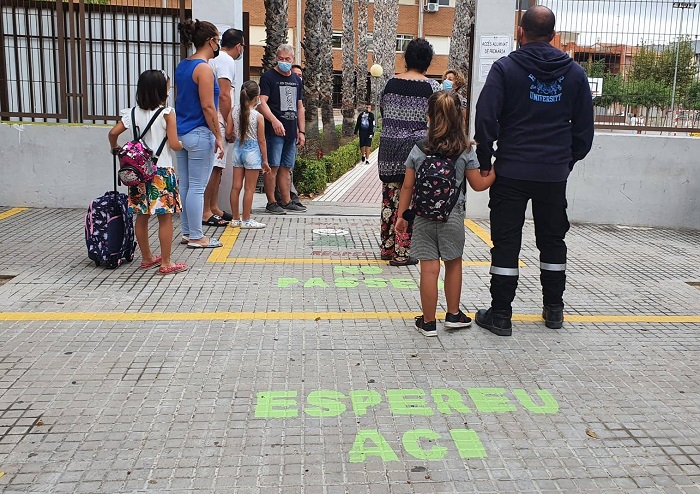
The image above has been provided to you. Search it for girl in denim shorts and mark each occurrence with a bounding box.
[231,81,270,228]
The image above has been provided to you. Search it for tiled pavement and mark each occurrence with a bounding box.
[0,188,700,494]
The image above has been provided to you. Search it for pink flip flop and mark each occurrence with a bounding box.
[158,262,188,274]
[141,256,163,269]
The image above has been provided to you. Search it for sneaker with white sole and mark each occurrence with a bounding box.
[415,316,437,337]
[278,202,306,213]
[265,202,287,214]
[241,220,265,229]
[445,310,472,329]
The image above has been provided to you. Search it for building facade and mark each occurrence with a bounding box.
[243,0,455,94]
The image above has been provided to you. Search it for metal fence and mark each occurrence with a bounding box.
[518,0,700,132]
[0,0,191,123]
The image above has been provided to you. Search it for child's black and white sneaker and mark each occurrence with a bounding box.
[445,310,472,329]
[416,316,437,336]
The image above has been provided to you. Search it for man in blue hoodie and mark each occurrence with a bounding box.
[475,6,593,336]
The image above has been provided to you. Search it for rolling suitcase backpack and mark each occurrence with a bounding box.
[85,156,136,269]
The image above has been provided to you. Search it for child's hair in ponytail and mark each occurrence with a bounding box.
[425,91,473,157]
[238,81,260,144]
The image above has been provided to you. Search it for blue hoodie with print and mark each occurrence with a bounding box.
[474,42,593,182]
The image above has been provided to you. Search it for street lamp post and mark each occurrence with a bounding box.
[671,2,698,125]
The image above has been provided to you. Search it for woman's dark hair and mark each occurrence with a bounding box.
[403,38,433,74]
[425,91,472,157]
[136,70,169,110]
[177,19,219,48]
[238,81,260,144]
[226,28,243,48]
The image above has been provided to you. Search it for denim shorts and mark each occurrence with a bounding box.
[265,135,297,168]
[231,139,262,170]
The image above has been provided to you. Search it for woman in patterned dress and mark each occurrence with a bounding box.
[378,38,440,266]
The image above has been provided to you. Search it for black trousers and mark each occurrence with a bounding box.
[489,176,569,311]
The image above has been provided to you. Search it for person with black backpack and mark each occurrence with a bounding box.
[396,91,495,336]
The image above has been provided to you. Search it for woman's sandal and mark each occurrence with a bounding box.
[141,256,163,269]
[158,262,188,274]
[202,214,228,227]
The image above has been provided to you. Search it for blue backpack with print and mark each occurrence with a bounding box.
[412,142,461,222]
[85,157,136,269]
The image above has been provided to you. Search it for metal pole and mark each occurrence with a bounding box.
[671,2,698,125]
[671,15,683,126]
[418,0,425,38]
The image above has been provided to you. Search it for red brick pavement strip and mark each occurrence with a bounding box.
[337,162,382,205]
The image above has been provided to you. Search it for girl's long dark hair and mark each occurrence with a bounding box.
[425,91,472,157]
[238,81,260,144]
[136,70,169,110]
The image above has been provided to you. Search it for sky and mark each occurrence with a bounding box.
[538,0,700,45]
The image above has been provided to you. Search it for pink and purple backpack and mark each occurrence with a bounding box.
[118,107,168,186]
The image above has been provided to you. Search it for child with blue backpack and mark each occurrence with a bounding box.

──────

### Problem to work on
Render the records as a two-column CSV with the header input,output, starting at the beginning of the records and ending at the line containing "[231,81,270,228]". Give one row per record, with its text and its answer each in a single quoted field, replace line breaks with spaces, and leave the pictures out.

### Response
input,output
"The image above has been provided to you. Search it for girl in denim shorts and mark each occurrence with a bounding box.","[231,81,270,228]"